#### TASK LIST:
1. In the Sony HX1 review, at what frame rate does the camera record movies?
2. In the Sony HX1 review, condense the paragraph beginning "Sony HX1 owners can frame and review" into a short bulleted list that keeps its main facts.
3. Carry on the Sony HX1 review from where it stops, in the same voice.

#### SELECTED PASSAGE:
◆ ◆ ◆ ◆ ◆
The Sony HX1's focusing is achieved using contrast detection. The Sony HX1 also includes face detection functionality, linked to the autofocus, autoexposure, white balance and flash systems. The face detection function is also used for a Smile Shutter mode which triggers the shutter when your subject smiles, and has the ability to differentiate between adult / child faces and to memorize and recognize one specific individual's face -- which can then be prioritized whenever the Sony HX1 identifies it in a photo.
For photographers wanting maximum ease of use, the Sony Cybershot HX1 offers a selection of twelve scene modes, and a Scene Recognition mode which can detect the subject and then automatically select the relevant option from a subset of eight common scene modes. If you desire a little more control over the creative process, the Sony Cyber-shot DSC-HX1 also offers both Aperture- and Shutter-priority modes as well as the ability to shoot completely manually, specifying your own choice of shutter speed and aperture.
Sony HX1 owners can frame and review their images and movies either on the camera's 201,000-dot electronic viewfinder, or on a 3-inch tiltable LCD display with 230,000 dot resolution. Movie resolutions up to a mighty 1080p high definition (1440 x 1080 pixels) with stereo sound are available, with a frame rate of 30 fps and MPEG-4 AVC / H.264 compression. Images are stored on Memory Stick Duo or PRO Duo cards, or in 11MB of built-in memory. Power is provided by a proprietary InfoLithium H rechargeable battery.
The Sony HX1 goes on sale in the USA from April 2009, priced at about US$500.
Sony HX1 User Report
by Mike Pasini
I've had more fun than usual this summer as I shot with three super long zooms, the 24x Kodak Z980, the 20x Canon SX1 IS and the 20x Sony HX1. They each have their virtues and vices but as the sun set in the Pacific, one stood out: The Sony HX1.
The problems any long zoom has to address are not trivial:
- A sharp electronic viewfinder to see what's going on in bright sun and at long focal lengths
- A responsive shutter at long focal lengths where autofocus tends to fumble around badly
- Good handling so you can actually track a distant object with one of these lightweight bridge cameras
It isn't easy to test this when you're in the store, but problems in any of these areas are immediately apparent in the field. Sometimes I thought even the birds knew which cameras couldn't track them and mocked them by hopping around more than usual.
And yet this Summer's super long zooms seem to have a better handle on all three of those issues than any of the 18x zooms of the past.
And still the Sony HX1 stood out. I took it to more events, shot more images, captured more movies, played it all back on more devices and had more fun with the Sony HX1.
One reason was because I really liked shooting with two of its unique features: the sweep panorama mode and the 10 frames per second release mode. But there were a lot of others.
Look and Feel. Of the three super long zooms I tested this summer, the Sony HX1 is probably both the smallest and lightest thanks to Sony's decision to forego the usual four AA batteries tucked into the grip for a lithium-ion cell.
And because you'll want to travel with the Sony HX1, the lithium-ion choice has the advantage of requiring you to bring just a very compact, folding prong charger rather than the corded AA chargers the other cameras require.
◆ ◆ ◆ ◆ ◆
#### STORED DATA:
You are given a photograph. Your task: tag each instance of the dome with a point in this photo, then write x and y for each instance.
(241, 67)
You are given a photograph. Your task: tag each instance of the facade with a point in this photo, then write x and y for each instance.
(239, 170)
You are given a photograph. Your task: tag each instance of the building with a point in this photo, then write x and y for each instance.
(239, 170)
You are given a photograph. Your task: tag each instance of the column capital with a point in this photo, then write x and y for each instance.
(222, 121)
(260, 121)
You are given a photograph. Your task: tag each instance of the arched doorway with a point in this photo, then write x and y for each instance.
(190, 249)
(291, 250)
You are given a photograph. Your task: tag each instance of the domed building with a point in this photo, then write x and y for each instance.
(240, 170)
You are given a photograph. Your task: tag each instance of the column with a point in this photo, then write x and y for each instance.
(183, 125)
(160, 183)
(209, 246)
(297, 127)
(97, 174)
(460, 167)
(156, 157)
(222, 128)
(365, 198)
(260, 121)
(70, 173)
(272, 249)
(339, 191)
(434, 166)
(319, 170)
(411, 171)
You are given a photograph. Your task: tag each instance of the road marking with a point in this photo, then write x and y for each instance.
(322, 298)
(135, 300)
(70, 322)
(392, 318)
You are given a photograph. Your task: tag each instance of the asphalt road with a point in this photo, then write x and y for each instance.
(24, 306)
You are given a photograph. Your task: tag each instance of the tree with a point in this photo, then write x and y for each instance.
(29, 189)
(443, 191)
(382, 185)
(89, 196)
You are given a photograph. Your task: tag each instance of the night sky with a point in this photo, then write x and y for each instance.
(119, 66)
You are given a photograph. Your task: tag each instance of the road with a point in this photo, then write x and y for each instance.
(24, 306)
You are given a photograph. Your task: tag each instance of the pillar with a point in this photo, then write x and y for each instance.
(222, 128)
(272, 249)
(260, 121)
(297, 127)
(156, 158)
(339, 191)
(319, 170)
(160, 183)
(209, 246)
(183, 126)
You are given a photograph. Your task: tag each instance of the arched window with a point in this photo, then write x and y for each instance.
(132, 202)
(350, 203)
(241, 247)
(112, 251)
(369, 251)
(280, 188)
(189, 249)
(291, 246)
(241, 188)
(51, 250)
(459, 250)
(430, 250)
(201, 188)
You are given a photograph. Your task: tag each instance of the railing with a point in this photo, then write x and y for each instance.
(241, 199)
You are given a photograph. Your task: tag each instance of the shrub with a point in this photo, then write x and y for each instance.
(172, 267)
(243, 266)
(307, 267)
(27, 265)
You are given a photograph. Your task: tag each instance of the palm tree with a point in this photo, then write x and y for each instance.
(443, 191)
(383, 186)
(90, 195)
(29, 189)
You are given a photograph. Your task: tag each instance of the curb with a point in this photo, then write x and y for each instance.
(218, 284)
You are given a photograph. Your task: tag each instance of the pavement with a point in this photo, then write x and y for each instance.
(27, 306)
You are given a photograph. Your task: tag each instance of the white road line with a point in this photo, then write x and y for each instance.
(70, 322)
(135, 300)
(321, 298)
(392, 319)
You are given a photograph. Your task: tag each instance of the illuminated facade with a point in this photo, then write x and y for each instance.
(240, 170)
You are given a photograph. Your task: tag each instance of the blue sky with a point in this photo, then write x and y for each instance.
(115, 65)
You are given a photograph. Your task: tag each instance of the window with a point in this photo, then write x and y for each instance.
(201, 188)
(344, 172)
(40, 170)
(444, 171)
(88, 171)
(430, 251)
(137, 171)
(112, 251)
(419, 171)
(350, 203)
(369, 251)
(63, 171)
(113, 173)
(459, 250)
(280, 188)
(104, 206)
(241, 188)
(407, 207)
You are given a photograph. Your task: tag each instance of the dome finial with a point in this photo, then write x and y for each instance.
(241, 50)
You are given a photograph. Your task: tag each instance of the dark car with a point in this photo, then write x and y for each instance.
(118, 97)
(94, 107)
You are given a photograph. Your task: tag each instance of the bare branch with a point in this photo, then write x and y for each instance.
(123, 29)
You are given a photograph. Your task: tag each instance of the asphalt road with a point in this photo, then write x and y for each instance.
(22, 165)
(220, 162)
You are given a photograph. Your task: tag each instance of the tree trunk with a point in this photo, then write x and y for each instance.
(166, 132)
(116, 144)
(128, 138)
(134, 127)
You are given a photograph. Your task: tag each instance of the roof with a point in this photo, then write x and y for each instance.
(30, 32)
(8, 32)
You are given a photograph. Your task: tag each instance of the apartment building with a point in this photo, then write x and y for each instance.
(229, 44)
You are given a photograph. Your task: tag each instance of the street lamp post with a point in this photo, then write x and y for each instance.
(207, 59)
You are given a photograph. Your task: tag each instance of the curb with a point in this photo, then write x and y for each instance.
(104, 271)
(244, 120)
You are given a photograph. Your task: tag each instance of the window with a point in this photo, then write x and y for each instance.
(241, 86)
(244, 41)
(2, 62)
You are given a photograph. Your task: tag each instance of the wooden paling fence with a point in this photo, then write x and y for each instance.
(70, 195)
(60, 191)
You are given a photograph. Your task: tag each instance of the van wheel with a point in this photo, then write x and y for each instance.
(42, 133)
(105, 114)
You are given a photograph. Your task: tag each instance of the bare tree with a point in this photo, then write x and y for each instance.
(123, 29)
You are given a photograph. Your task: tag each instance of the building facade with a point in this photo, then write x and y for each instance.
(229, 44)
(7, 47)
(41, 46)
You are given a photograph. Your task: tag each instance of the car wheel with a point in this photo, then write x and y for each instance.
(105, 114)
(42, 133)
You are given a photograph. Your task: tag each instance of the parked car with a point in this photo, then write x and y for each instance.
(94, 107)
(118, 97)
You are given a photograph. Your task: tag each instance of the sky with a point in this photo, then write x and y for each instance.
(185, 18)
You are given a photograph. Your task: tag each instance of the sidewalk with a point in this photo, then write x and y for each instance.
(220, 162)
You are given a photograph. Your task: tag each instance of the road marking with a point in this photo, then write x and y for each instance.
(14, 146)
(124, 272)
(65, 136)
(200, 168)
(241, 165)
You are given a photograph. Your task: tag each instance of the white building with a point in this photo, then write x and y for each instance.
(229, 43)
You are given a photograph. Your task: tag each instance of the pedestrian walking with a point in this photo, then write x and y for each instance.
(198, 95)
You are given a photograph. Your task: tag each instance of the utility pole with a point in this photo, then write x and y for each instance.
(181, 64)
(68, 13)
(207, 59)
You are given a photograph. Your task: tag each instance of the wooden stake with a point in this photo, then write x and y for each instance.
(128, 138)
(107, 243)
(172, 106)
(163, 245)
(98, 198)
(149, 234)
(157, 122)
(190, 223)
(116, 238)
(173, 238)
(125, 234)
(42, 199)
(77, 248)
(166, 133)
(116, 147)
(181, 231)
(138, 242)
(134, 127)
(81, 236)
◆ ◆ ◆ ◆ ◆
#### RESULTS OF THE TASKS:
1. It records movies at 30 fps.

2.
- Framing and review: a 201,000-dot electronic viewfinder or a 3-inch tiltable LCD with 230,000 dots
- Movies: up to 1080p high definition (1440 x 1080) with stereo sound, at 30 fps with MPEG-4 AVC / H.264 compression
- Storage: Memory Stick Duo or PRO Duo cards, or 11MB of built-in memory
- Power: a proprietary InfoLithium H rechargeable battery

3.
The Sony HX1 wasn't so small, though, that I preferred a wrist strap. I did use one for a while with no issues, but most of the time I was hiking with the Sony HX1. I wanted it available but not monopolizing my hands (which I use to balance myself as I cross creek beds and jump from peak to peak). So a shoulder strap was the ticket and I simply attached an UPstrap I had here. It was a very nice, lightweight combination.
It isn't so small it doesn't give you a healthy handful of a grip either. The Sony HX1's grip was big enough that there was plenty of room for my fingers to wrap securely around it. And that helped provide good stability for those very long focal length shots I was always tempted to take.
One of the smaller touches I appreciated was the lens cap. Long zooms can't cover their glass like an ultracompact digicam so a cap is inevitable. But some of them are just a nuisance to take off and put back on. And others are, well, not. The Sony HX1 has a nice pinch design that even a 90 lb. weakling can handle one handed. And it pops right back on, too, with a snap. There's no lanyard to tether it to the camera, but I didn't mind.
Another small touch I appreciated was the decision to move the octopus plug from underneath the camera to the side. On Sony's past units, which have the plug on the bottom, you have to put the camera face down on a table to connect it to a computer or TV. That's not a great idea with a long zoom, so Sony put the Sony HX1's plug on the left side.
And in another brilliant move, the Sony HX1 includes an HDMI adapter so you can simply grab the end of an HDMI cable attached to your TV and plug it into the adapter to watch your still and video on HDTV. I did that a lot and enjoyed it very much.
What I didn't appreciate very much was the trend toward piano black glossy finishes that Sony can't seem to avoid. The Sony HX1, like the Alphas, has this on the top of the grip, and on the lens barrel as well. It makes the gear look like cheap plastic, not a Steinway, and I wish designers would move away from it and back to the rubberized matte finishes that are not only more useful but less reflective.
While the LCD is an articulated design, it doesn't move much. The articulation allows you to swing the LCD up so it's perpendicular to the camera, allowing you to put the camera on the ground and still see what's going on. It also allows you to swing it down so it's perpendicular to the Sony HX1, so you can hold it directly over your head in a crowd.
You can't swing it sideways, but there's a funny thing about that. The cameras that do have LCDs that swing sideways were so awkward that I ended up just closing them in the traditional position on the back. And the two really important positions an articulated LCD provide are low and high camera positions. So I articulated this LCD more than any other.
Sony is the one camera manufacturer without a button for its popup flash. The Sony HX1's flash simply pops up as required all on its own.
Controls. I have no complaints about the control layout on the Sony HX1. It was easy to find everything, mostly because everything was where it usually is.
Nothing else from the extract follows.